Extract:
'''

EMERGING SEMICONDUCTOR SUBSTRATES - OVERVIEW

Emerging semiconductor substrates: what will be the next game-changer?

Extracted from: Emerging Semiconductor Substrates: Market & Technology Trends, Yole Développement, 2019

OUTLINES:

  • Emerging semiconductor substrates are expected to grow at a 24% CAGR from 2018 – 2024.
  • Electronics and photonics applications are creating plenty of opportunities for emerging semiconductor substrates.
  • There are many drivers for emerging materials.
  • Engineered substrates for filters is taking off – An interview with Soitec

TO DOWNLOAD THE PRESS RELEASE: ENGLISH

LYON, France – June 27, 2019: The silicon world is not perfect. It is a fact. Industrial companies are daily trying to push this substrate beyond its limits… Under this context, alternative platforms and compound semiconductors have emerged and the semiconductor industry is showing today lot of success stories: GaAs for RF and photonics applications, SiC for power and RF applications, GaN -on-sapphire for LEDs , and SOI for RF and CIS imaging sensors and more. Without doubts, electronics and photonics applications are creating plenty of opportunities for emerging semiconductor substrates. Combined, Yole Développement (Yole) expects the emerging semiconductor substrate market to surpass US$400 million, growing at a 24% CAGR between 2018 and 2024.

The market research and strategy consulting company, Yole proposes today a comprehensive technology & market report focused on the emerging semiconductor substrates. Emerging Semiconductor Substrates: Market & Technology Trends report covers state-of-the-art crystalline semiconductor substrates, including GaSb , InSb , GaN, Ga2O3 , AlN , and diamond. GaN, AlN templates, and engineered substrates like POI are also well detailed in this market & technology analysis. The emerging semiconductor substrates report conveys Yole Développement’s (Yole) understanding of these substrates’ application potential in RF, power electronics, photonics (including laser diodes), LEDs, sensors, and detectors.

'''

What you will do:
Extend the press release on emerging semiconductor substrates, beginning after its final sentence.

Provided information:
'''

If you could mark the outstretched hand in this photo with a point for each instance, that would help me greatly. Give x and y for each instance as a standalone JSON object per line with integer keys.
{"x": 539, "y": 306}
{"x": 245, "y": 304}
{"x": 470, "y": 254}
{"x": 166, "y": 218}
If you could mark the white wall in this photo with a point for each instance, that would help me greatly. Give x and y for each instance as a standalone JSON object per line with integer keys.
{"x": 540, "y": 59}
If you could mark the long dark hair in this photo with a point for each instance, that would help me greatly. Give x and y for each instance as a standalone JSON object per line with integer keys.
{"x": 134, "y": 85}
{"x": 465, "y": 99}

'''

Response for this exercise:
This report is part of Yole’s global strategy to propose a deep understanding of the overall semiconductor supply chain and its evolution. From emerging semiconductor substrates to UV LED or EEL, including RF components for 5G for example, analysts are daily interacting with leading companies to understand technical issues and market challenges. With a special focus on emerging substrates, Yole’s analysts point out today opportunities of business and development for emerging substrates and related products.

Starting with RF applications, there are numerous market drivers, including 5G for infrastructure and handsets, defense applications and civil automotive radar, and more. For example, 5G deploys MIMO , which is used in high-end 4G LTE phones. MIMO is obligatory for handsets, and more filters will be needed. Plus, better performance is required, which implies a big market opportunity for new materials.

Under this context, Yole’s analysts had the opportunity to exchange with Christophe Didier, Manager, Filter Business Unit at, Soitec, the leader in designing and manufacturing innovative semiconductor materials. Analysts and Christophe Didier debates about engineered substrates, related applications and technical issues. Discover the full interview on i-micronews.com: Engineered substrates for filters is taking off (Published on May 23).

“From a power electronics perspective, which is currently driven by the electrification of transportation, renewable energy, motor drive, and numerous power supply applications, enhanced device performance to reduce power consumption is a general trend,” comments Hong Lin, PhD. Senior Technology & Market Analyst at Yole; “And this evolution has created numerous market opportunities for WBG materials like SiC. Indeed, the SiC power device market is taking off, though the substrate remains expensive.”

The photonics market, ranging from UV to the IR spectrum also brings significant opportunities: from water purification and gas sensors, to infrared imagers. Since the wavelength is determined by the bandgap of the material, which is intrinsic to each material, different materials are being developed to push the wavelength towards shorter or longer regions.

“There are many drivers to push emerging materials,” asserts Ezgi Dogmus, PhD. Technology & Market Analyst at Yole. “Researchers and engineers have plenty of ideas”.

Starting with GaSb and InSb LDs and PDs based on these materials are already deployed in performance-driven military applications. But this is not all. For example, IQE, a leading antimonide wafer and epiwafer supplier, is actively engaged with tier1 OEMs on new opportunities to migrate antimonide-based “see in the dark” IR technologies into consumer markets.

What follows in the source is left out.